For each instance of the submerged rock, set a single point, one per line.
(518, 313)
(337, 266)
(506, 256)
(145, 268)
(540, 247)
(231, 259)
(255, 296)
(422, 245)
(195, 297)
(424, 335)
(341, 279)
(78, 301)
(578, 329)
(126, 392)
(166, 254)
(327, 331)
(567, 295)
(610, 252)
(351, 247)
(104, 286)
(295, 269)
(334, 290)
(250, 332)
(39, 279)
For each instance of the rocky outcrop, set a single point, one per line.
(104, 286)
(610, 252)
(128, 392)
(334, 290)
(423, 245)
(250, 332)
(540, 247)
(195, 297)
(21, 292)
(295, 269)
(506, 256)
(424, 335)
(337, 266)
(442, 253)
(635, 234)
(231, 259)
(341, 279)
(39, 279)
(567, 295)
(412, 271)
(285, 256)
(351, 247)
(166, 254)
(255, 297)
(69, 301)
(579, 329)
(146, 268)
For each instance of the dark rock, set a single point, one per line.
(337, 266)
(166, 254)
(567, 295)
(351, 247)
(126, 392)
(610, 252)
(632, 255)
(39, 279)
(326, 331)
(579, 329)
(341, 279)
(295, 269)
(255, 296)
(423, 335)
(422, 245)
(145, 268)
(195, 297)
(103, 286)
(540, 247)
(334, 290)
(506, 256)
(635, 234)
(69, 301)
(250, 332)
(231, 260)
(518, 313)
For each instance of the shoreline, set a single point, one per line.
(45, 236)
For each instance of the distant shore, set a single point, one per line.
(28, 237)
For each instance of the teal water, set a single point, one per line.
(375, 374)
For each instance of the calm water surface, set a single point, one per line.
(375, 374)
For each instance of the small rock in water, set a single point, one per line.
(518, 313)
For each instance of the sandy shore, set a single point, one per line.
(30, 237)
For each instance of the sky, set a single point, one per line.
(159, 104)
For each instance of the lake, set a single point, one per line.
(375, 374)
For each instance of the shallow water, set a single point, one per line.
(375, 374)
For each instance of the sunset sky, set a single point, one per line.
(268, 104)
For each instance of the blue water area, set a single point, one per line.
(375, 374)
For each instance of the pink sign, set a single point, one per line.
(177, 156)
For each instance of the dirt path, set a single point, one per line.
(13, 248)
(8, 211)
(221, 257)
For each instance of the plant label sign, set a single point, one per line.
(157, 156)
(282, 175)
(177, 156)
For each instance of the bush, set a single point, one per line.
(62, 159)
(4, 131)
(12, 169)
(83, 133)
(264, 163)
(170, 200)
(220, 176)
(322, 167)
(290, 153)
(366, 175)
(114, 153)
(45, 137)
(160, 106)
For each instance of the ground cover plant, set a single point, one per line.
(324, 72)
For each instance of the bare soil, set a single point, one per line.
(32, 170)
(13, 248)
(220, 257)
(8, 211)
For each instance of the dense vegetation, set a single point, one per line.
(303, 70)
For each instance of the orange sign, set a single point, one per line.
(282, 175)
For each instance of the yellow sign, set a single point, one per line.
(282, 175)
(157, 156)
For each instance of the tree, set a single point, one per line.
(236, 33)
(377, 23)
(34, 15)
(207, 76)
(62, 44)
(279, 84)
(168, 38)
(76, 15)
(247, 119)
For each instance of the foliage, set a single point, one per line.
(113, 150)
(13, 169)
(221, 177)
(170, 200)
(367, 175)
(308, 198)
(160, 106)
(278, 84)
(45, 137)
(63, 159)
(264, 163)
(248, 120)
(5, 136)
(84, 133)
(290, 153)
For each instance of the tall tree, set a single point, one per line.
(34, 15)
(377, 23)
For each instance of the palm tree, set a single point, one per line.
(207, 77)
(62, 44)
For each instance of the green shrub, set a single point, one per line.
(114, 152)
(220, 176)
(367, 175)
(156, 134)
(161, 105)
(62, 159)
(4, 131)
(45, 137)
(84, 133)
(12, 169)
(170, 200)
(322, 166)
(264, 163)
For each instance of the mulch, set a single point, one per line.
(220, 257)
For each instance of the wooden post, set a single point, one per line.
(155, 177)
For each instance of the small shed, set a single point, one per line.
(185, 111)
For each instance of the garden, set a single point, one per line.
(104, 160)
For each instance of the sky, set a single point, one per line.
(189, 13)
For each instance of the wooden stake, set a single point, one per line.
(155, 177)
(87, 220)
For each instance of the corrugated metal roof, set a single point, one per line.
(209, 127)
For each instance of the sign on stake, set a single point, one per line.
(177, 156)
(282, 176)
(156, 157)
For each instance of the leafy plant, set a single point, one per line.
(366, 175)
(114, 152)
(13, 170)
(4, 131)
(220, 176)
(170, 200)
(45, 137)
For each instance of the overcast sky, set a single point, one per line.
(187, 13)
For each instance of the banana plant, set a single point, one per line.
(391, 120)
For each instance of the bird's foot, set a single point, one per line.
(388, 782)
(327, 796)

=== Challenge ===
Lay out every line of the listing above as a Markdown table with two columns, Row and Line: number the rows in order and put each line in the Line column, omitting blank lines.

=== Solution to this task ===
| Row | Line |
|---|---|
| 1 | For each instance of the submerged rock, set a single point, one per line. |
| 2 | (518, 313) |
| 3 | (337, 266) |
| 4 | (506, 256) |
| 5 | (145, 268) |
| 6 | (540, 247) |
| 7 | (231, 259) |
| 8 | (255, 296) |
| 9 | (422, 245) |
| 10 | (195, 297) |
| 11 | (424, 335) |
| 12 | (341, 279) |
| 13 | (78, 301) |
| 14 | (578, 329) |
| 15 | (126, 392) |
| 16 | (166, 254) |
| 17 | (327, 331) |
| 18 | (567, 295) |
| 19 | (610, 252) |
| 20 | (351, 247) |
| 21 | (104, 286) |
| 22 | (295, 269) |
| 23 | (334, 290) |
| 24 | (250, 332) |
| 25 | (39, 279) |
| 26 | For each instance of the rocky outcrop, set a single point, one per line. |
| 27 | (104, 286) |
| 28 | (610, 252) |
| 29 | (128, 392) |
| 30 | (334, 290) |
| 31 | (423, 245) |
| 32 | (250, 332) |
| 33 | (540, 247) |
| 34 | (195, 297) |
| 35 | (21, 292) |
| 36 | (295, 269) |
| 37 | (506, 256) |
| 38 | (424, 335) |
| 39 | (337, 266) |
| 40 | (442, 253) |
| 41 | (635, 234) |
| 42 | (231, 259) |
| 43 | (341, 279) |
| 44 | (39, 279) |
| 45 | (567, 295) |
| 46 | (412, 271) |
| 47 | (285, 256) |
| 48 | (351, 247) |
| 49 | (166, 254) |
| 50 | (255, 297) |
| 51 | (69, 301) |
| 52 | (579, 329) |
| 53 | (146, 268) |
| 54 | For each instance of the dark rock, set a single point, one per line. |
| 55 | (337, 266) |
| 56 | (166, 254) |
| 57 | (567, 295) |
| 58 | (351, 247) |
| 59 | (126, 392) |
| 60 | (610, 252) |
| 61 | (632, 255) |
| 62 | (39, 279) |
| 63 | (326, 331) |
| 64 | (579, 329) |
| 65 | (341, 279) |
| 66 | (295, 269) |
| 67 | (255, 296) |
| 68 | (423, 335) |
| 69 | (422, 245) |
| 70 | (145, 268) |
| 71 | (195, 297) |
| 72 | (103, 286) |
| 73 | (540, 247) |
| 74 | (334, 290) |
| 75 | (506, 256) |
| 76 | (635, 234) |
| 77 | (69, 301) |
| 78 | (250, 332) |
| 79 | (231, 260) |
| 80 | (518, 313) |
| 81 | For each instance of the shoreline, set a single point, one per line. |
| 82 | (45, 236) |
| 83 | For each instance of the distant shore, set a single point, one per line. |
| 84 | (28, 237) |
| 85 | For each instance of the teal water, set a single point, one per line. |
| 86 | (375, 374) |
| 87 | For each instance of the calm water surface, set a single point, one per line. |
| 88 | (375, 374) |
| 89 | For each instance of the small rock in water, set a single point, one per line. |
| 90 | (518, 313) |
| 91 | For each instance of the sandy shore, set a single point, one per line. |
| 92 | (30, 237) |
| 93 | For each instance of the sky, set a single point, one per line. |
| 94 | (159, 104) |
| 95 | For each instance of the lake, set a single point, one per line. |
| 96 | (375, 374) |
| 97 | For each instance of the shallow water, set a single point, one per line. |
| 98 | (375, 374) |
| 99 | For each instance of the sunset sky, set a single point, one per line. |
| 100 | (268, 104) |
| 101 | For each instance of the blue water area, set a single point, one per line. |
| 102 | (375, 374) |
| 103 | For each instance of the pink sign, set a single point, one per line. |
| 104 | (177, 156) |
| 105 | For each instance of the dirt path, set a single point, one per line. |
| 106 | (13, 248) |
| 107 | (8, 211) |
| 108 | (221, 257) |
| 109 | For each instance of the plant label sign, set a single point, one per line. |
| 110 | (157, 156) |
| 111 | (282, 175) |
| 112 | (177, 156) |
| 113 | For each instance of the bush, set a single point, one per line. |
| 114 | (62, 159) |
| 115 | (4, 131) |
| 116 | (12, 169) |
| 117 | (83, 133) |
| 118 | (264, 163) |
| 119 | (170, 200) |
| 120 | (220, 176) |
| 121 | (322, 167) |
| 122 | (290, 153) |
| 123 | (366, 175) |
| 124 | (114, 153) |
| 125 | (45, 137) |
| 126 | (160, 106) |
| 127 | For each instance of the ground cover plant, set a single point, one per line. |
| 128 | (324, 72) |
| 129 | For each instance of the bare soil, set a single point, one per line. |
| 130 | (32, 170) |
| 131 | (13, 248) |
| 132 | (220, 257) |
| 133 | (8, 211) |
| 134 | For each instance of the dense vegetation, set a single point, one per line. |
| 135 | (303, 70) |
| 136 | For each instance of the orange sign, set a single point, one per line. |
| 137 | (282, 175) |
| 138 | For each instance of the yellow sign, set a single point, one per line. |
| 139 | (282, 175) |
| 140 | (157, 156) |
| 141 | For each instance of the tree, set a single point, one per line. |
| 142 | (236, 33) |
| 143 | (377, 23) |
| 144 | (34, 15) |
| 145 | (207, 76) |
| 146 | (62, 44) |
| 147 | (279, 84) |
| 148 | (168, 38) |
| 149 | (76, 15) |
| 150 | (247, 119) |
| 151 | For each instance of the foliage, set a single point, one per line. |
| 152 | (113, 150) |
| 153 | (13, 169) |
| 154 | (221, 177) |
| 155 | (170, 200) |
| 156 | (367, 175) |
| 157 | (308, 198) |
| 158 | (160, 106) |
| 159 | (278, 84) |
| 160 | (45, 137) |
| 161 | (63, 159) |
| 162 | (264, 163) |
| 163 | (248, 120) |
| 164 | (5, 136) |
| 165 | (84, 133) |
| 166 | (290, 153) |
| 167 | For each instance of the tall tree, set a single point, one per line. |
| 168 | (34, 15) |
| 169 | (377, 23) |
| 170 | For each instance of the palm tree, set a single point, one per line. |
| 171 | (207, 77) |
| 172 | (62, 44) |
| 173 | For each instance of the green shrub, set a single point, one per line. |
| 174 | (114, 152) |
| 175 | (220, 176) |
| 176 | (367, 175) |
| 177 | (156, 134) |
| 178 | (161, 105) |
| 179 | (62, 159) |
| 180 | (4, 131) |
| 181 | (45, 137) |
| 182 | (84, 133) |
| 183 | (12, 169) |
| 184 | (170, 200) |
| 185 | (322, 166) |
| 186 | (264, 163) |
| 187 | For each instance of the mulch, set a single point, one per line. |
| 188 | (220, 257) |
| 189 | For each instance of the wooden post, set a single point, one per line. |
| 190 | (155, 177) |
| 191 | For each instance of the small shed, set a single point, one per line. |
| 192 | (185, 111) |
| 193 | For each instance of the garden, set a single point, one per line. |
| 194 | (104, 160) |
| 195 | For each instance of the sky, set a single point, one per line. |
| 196 | (189, 13) |
| 197 | For each instance of the wooden stake, set a single point, one per line. |
| 198 | (155, 177) |
| 199 | (87, 220) |
| 200 | For each instance of the corrugated metal roof, set a single point, one per line. |
| 201 | (209, 127) |
| 202 | For each instance of the sign on stake, set a single point, one per line. |
| 203 | (177, 156) |
| 204 | (282, 176) |
| 205 | (156, 157) |
| 206 | For each instance of the leafy plant, set a single point, one per line. |
| 207 | (366, 175) |
| 208 | (114, 152) |
| 209 | (13, 170) |
| 210 | (4, 131) |
| 211 | (220, 176) |
| 212 | (170, 200) |
| 213 | (45, 137) |
| 214 | For each instance of the overcast sky, set a single point, one per line. |
| 215 | (187, 13) |
| 216 | For each instance of the banana plant, set a single point, one per line. |
| 217 | (391, 120) |
| 218 | For each instance of the bird's foot, set a single point, one per line. |
| 219 | (388, 782) |
| 220 | (327, 796) |